## Problem details
From the article below on Israel's vaccine fake-news unit, list every organization it names by name, leaving out the messaging app.

As Israel’s record-setting inoculation drive slows down, it has set up a special unit to combat ‘fake news’ about coronavirus vaccines, but messaging app Telegram turned out to be too much to handle for official cyber warriors.
More than 2.4 million Israelis have already been fully vaccinated against Covid-19 by getting both shots of the Pfizer jab. That’s roughly 27 percent of the country’s population of nine-million and the highest per-capita figure anywhere in the world, according to Johns Hopkins University data.
But recently the pace of the vaccination has dramatically decreased, with the target of 200,000 shots per day being barely met by half, and the officials are blaming disinformation spread by the anti-vaxxers for this.
So, the Ministry of Health put together what newspaper Haaretz has called the ‘fake news war room’ to prevent false information about the country’s inoculation program from reaching online audiences.
A team of eleven experts surfs the web almost 24/7 is search of harmful data, which, according to Einav Shimron, the head of the ministry’s information department, includes “documents with false numbers that purportedly came from the FDA (Food & Nutrition Services), from Pfizer or other drug companies, describing non-existent side effects, or playing with data regarding the prevalence of existing side effects. There are documents with the Health Ministry logo that are totally fabricated, or ‘quotes’ supposedly coming from ‘doctors from abroad’” with misleading figures or advice.

## Extracted material
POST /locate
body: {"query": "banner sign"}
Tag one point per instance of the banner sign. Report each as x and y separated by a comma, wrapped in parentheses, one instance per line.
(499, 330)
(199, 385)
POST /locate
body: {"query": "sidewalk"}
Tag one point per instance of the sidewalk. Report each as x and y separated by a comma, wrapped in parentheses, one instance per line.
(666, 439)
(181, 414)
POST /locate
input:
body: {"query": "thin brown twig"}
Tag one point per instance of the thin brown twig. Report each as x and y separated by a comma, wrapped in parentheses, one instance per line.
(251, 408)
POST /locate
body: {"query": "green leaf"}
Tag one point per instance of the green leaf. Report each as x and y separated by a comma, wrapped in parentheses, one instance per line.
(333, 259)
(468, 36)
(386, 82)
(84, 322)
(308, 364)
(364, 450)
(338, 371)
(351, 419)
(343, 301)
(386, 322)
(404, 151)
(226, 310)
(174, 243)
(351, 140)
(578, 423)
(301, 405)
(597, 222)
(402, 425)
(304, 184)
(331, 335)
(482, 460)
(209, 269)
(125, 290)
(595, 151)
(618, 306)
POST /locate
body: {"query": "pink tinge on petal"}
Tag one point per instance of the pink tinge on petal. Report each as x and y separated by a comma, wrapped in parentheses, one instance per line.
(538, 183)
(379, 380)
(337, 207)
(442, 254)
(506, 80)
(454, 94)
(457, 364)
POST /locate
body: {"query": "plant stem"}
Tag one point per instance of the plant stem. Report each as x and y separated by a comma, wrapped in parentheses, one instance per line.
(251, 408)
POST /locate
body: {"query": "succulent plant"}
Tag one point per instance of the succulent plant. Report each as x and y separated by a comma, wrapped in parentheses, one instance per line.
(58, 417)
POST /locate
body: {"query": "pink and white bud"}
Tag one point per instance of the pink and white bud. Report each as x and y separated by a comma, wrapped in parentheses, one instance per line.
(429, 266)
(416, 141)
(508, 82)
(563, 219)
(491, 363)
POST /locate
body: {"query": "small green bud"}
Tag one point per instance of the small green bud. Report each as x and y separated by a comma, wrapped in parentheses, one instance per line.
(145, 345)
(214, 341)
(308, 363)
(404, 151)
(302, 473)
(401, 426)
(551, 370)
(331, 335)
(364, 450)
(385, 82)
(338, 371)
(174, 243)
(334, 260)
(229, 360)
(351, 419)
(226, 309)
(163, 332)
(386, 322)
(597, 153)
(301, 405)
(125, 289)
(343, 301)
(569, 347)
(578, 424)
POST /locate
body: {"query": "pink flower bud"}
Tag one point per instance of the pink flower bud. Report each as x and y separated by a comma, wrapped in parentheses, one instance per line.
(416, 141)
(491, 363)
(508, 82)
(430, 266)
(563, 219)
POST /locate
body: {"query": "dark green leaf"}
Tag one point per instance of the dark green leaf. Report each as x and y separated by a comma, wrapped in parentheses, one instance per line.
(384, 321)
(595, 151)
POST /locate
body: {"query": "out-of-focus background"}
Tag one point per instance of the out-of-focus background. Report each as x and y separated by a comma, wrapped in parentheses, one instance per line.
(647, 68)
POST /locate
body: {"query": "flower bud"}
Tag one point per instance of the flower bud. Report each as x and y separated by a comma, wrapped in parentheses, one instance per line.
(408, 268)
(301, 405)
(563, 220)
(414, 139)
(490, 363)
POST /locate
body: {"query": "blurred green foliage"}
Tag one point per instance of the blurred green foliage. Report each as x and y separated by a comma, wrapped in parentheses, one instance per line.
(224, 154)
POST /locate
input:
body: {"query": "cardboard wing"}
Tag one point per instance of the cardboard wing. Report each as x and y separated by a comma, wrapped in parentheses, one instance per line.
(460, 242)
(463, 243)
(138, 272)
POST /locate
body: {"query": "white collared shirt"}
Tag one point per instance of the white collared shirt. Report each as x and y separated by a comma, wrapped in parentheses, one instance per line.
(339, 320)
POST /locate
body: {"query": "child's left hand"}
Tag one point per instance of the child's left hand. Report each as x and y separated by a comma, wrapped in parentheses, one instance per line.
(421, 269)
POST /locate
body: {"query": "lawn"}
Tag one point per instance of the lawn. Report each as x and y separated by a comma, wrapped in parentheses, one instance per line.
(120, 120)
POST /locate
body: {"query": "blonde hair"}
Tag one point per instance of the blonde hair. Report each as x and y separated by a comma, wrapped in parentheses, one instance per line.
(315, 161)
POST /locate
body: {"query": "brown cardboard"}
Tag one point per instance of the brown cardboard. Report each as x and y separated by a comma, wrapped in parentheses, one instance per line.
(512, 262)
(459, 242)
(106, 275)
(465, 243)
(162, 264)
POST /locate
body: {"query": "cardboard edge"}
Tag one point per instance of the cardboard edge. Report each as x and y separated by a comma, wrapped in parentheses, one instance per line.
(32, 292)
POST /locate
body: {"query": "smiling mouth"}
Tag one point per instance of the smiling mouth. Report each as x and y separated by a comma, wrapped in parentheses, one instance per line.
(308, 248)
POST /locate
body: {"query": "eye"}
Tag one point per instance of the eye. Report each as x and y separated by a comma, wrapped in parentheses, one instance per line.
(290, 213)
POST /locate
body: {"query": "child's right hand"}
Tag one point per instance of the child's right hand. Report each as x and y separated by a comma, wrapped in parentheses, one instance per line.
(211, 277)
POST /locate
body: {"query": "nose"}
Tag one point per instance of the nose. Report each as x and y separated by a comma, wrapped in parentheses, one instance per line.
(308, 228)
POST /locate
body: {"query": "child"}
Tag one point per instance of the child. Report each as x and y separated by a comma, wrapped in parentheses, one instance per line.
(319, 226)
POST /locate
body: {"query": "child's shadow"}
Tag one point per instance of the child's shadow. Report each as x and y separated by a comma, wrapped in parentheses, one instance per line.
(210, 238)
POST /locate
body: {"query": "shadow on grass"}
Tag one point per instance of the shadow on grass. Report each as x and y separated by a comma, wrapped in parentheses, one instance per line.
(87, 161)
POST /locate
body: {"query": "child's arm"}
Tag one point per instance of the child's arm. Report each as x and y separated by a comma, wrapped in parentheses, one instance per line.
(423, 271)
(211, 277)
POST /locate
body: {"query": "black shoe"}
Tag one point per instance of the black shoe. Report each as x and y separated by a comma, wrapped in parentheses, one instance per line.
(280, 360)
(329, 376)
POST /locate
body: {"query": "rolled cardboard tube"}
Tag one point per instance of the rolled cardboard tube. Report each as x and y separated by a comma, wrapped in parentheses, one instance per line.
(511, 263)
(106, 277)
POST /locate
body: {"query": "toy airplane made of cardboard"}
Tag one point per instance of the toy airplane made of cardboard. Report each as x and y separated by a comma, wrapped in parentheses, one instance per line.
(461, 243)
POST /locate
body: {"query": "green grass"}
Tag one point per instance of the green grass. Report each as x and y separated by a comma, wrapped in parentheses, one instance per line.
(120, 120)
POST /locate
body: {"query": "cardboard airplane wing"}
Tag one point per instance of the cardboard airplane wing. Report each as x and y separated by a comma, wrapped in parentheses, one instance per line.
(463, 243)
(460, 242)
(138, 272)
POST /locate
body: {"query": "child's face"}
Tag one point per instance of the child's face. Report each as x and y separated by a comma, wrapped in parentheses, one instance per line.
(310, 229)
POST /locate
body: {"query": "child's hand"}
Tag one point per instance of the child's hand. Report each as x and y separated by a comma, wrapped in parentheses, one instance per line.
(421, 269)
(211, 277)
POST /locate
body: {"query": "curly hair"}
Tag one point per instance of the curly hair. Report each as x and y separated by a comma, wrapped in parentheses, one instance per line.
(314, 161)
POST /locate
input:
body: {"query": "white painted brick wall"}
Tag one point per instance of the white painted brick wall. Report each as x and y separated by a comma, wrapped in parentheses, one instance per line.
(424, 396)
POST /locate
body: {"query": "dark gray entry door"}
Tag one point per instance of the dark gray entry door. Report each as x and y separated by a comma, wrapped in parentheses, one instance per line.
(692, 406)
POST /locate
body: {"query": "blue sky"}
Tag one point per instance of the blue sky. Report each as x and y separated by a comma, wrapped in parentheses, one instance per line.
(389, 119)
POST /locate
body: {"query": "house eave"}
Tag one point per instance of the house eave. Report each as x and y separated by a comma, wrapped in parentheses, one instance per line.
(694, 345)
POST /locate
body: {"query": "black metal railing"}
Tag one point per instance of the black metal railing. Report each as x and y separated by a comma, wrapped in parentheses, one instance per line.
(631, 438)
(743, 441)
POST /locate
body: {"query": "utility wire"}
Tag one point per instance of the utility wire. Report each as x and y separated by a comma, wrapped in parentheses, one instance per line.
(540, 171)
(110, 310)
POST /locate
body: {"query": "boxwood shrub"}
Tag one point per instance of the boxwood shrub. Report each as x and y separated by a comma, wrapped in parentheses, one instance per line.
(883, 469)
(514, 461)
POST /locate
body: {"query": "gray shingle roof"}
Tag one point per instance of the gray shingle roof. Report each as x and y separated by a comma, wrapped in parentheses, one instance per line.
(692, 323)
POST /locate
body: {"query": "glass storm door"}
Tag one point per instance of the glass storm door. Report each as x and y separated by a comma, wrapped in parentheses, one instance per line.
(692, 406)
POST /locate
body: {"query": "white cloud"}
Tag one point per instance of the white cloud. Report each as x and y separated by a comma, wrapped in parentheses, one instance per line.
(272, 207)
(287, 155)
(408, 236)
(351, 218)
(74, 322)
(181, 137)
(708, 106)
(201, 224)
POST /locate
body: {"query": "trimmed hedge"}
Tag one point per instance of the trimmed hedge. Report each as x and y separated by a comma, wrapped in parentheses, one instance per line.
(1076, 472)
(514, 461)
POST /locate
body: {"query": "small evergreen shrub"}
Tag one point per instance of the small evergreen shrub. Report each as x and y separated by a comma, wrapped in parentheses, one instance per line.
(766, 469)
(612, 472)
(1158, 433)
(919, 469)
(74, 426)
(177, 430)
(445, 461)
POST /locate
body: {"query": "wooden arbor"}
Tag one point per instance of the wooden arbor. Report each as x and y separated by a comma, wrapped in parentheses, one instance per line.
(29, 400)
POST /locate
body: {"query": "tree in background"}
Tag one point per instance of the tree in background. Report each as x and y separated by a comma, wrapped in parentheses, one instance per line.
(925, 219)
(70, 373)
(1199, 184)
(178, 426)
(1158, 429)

## Answer to this exercise
- Johns Hopkins University
- Pfizer
- The Ministry of Health (also called the Health Ministry)
- Haaretz
- The FDA